> **Set problem**
Report every line of the entries below that contains the word "keyboard", copying each line in full. Case counts.

> **Extracted records**

◆ ◆ ◆ ◆ ◆ ◆ ◆

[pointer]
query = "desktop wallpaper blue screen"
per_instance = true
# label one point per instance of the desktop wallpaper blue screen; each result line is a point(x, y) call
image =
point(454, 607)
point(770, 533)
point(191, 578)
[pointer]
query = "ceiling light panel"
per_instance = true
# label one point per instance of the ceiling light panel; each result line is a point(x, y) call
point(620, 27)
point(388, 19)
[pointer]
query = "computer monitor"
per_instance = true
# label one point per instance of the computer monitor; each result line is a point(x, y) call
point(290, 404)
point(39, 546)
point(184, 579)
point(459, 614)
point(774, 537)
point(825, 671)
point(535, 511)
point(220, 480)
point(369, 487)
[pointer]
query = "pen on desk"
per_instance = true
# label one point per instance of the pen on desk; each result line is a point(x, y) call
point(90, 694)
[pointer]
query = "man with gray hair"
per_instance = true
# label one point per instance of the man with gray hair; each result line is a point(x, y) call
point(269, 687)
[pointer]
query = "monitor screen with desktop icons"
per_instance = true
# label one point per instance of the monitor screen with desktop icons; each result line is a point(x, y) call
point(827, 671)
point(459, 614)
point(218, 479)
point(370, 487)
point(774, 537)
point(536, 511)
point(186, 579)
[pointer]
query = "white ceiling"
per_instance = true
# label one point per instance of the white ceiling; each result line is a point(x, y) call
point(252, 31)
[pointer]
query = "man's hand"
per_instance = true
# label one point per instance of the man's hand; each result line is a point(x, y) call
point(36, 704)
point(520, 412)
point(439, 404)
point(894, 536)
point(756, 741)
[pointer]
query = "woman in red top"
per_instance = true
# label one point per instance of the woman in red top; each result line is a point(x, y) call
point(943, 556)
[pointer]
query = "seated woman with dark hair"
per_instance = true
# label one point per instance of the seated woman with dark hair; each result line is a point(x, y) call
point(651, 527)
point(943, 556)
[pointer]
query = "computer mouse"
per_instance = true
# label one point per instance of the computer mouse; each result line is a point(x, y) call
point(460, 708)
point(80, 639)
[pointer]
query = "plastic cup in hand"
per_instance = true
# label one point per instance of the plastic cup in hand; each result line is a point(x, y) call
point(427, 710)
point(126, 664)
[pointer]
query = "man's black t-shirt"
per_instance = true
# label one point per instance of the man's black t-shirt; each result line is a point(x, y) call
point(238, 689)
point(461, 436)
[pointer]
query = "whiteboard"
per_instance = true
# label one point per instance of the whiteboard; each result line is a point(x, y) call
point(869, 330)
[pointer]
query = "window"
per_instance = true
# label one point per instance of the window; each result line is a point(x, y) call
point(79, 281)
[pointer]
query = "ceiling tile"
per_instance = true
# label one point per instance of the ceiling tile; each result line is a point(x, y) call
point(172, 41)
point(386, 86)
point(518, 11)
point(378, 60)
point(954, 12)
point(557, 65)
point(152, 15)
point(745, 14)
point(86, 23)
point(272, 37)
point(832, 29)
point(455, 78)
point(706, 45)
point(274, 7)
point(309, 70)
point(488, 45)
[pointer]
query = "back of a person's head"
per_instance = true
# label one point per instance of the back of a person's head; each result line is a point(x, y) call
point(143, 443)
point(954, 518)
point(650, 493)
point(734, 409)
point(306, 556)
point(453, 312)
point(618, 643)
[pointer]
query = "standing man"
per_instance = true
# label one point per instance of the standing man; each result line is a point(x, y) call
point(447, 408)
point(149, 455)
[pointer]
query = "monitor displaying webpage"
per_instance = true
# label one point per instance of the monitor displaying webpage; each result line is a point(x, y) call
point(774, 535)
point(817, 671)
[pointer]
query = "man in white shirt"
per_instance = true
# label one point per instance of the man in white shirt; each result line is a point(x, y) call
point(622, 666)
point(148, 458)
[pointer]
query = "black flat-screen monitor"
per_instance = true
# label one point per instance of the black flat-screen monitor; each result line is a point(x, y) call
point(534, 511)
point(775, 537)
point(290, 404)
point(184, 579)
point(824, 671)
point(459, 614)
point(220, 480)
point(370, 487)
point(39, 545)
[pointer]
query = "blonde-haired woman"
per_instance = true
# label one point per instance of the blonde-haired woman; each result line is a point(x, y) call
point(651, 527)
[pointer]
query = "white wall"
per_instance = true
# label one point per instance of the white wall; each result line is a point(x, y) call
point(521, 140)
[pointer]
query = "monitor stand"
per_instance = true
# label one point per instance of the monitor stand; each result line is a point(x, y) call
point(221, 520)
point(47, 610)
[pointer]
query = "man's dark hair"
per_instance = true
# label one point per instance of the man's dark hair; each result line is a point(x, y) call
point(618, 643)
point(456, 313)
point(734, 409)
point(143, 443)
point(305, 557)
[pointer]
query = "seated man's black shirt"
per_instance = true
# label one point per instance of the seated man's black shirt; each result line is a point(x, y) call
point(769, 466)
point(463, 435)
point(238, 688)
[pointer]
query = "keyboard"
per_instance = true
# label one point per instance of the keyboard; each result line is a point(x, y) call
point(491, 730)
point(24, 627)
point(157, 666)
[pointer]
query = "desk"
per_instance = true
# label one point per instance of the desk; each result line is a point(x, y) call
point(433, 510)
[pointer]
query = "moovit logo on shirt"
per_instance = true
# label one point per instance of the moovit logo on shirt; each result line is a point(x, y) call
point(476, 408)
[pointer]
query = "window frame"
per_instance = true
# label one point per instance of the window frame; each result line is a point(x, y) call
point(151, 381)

◆ ◆ ◆ ◆ ◆ ◆ ◆

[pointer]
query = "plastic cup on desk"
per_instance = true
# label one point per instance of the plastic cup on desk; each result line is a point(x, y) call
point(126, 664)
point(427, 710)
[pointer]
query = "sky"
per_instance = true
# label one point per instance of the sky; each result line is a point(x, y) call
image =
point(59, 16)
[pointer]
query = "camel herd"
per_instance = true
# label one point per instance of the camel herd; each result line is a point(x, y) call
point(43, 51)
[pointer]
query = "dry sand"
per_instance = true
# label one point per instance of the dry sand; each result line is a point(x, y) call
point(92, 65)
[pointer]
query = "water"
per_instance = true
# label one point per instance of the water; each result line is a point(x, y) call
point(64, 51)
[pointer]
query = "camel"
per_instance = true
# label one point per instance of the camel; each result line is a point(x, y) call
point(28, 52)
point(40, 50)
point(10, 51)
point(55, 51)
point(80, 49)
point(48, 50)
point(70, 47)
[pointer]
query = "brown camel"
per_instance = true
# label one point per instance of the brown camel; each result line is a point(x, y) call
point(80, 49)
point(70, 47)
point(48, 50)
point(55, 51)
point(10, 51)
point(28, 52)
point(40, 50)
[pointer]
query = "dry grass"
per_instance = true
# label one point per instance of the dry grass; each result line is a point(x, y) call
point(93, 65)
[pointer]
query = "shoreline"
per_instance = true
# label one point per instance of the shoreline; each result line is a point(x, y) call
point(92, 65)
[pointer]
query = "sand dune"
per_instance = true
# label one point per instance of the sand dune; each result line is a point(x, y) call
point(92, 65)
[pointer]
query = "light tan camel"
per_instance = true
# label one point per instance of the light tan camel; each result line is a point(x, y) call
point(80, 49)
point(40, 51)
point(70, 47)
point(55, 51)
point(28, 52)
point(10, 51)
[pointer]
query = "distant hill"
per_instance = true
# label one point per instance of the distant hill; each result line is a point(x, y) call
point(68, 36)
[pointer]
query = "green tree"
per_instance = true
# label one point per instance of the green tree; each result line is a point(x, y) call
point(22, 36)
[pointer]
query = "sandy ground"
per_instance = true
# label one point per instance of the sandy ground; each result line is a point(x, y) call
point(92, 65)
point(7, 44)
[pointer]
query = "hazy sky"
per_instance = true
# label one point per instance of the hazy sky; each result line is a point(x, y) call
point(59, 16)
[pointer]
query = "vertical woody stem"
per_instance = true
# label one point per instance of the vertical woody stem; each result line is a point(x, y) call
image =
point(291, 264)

◆ ◆ ◆ ◆ ◆ ◆ ◆

> **Output of the exercise**
query = "keyboard"
# label one point per instance of the keyboard; each result line is a point(x, y) call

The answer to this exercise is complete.